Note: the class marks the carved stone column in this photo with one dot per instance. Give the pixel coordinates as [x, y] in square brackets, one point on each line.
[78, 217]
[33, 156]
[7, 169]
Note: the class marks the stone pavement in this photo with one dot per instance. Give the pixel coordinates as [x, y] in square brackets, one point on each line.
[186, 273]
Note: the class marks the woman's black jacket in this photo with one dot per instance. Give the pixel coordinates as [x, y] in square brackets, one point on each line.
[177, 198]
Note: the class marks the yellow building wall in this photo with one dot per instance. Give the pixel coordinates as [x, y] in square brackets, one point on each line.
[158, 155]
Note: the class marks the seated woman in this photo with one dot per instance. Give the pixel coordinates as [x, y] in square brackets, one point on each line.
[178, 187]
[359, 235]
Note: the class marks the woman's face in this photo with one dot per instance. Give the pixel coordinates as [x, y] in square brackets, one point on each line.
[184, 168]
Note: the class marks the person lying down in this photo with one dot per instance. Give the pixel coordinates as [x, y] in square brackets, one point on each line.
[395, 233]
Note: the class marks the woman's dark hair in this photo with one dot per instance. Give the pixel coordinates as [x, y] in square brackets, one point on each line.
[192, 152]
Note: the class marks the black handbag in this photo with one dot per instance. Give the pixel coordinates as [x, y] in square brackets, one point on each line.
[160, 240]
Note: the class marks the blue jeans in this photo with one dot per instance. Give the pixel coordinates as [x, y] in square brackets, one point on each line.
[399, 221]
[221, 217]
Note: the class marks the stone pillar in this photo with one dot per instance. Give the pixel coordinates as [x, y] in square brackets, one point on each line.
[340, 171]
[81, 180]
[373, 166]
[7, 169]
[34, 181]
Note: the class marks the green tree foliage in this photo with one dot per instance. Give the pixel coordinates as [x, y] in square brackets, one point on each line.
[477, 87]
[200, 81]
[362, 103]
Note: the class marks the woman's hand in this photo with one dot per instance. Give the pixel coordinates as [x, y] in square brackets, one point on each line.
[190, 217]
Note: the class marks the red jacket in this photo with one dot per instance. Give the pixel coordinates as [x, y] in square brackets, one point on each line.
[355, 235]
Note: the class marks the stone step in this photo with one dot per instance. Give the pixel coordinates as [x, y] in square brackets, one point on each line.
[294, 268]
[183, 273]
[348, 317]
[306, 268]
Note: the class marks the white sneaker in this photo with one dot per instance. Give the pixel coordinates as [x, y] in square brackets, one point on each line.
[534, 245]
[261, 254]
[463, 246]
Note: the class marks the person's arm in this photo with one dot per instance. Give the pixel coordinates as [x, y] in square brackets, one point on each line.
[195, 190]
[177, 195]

◆ ◆ ◆ ◆ ◆

**What the task requires:** Repeat, exactly and only, the lines above from the one containing "Note: the class marks the green" through the end of the material.

**Complete answer:**
Note: the class marks the green tree foliage in this photo with one dot per instance. Give the pixel coordinates as [x, y] in square brackets, one point on each line.
[477, 87]
[200, 81]
[362, 103]
Note: the class marks the woman's hand in this photo with one dot per instance. Give the pixel coordinates as [x, y] in square brackets, one point on each line.
[190, 217]
Note: the class marks the red jacket in this photo with one dot per instance. Give the pixel coordinates as [x, y] in square brackets, one point on each line.
[355, 235]
Note: the class marks the stone step in this photo with one dot per instance. Give the pixel coordinates as [x, y] in square brackets, one point on each line.
[294, 268]
[183, 273]
[348, 317]
[306, 268]
Note: the class marks the white sneaker in this photo with one dot per instance. Give the pixel coordinates as [x, y] in square brackets, one point on each line.
[534, 245]
[261, 254]
[463, 246]
Note: the class marks the person's arm in this photo with one dot per instance. Give the pixel coordinates as [x, y] in square brackets, one point on each line.
[195, 190]
[177, 195]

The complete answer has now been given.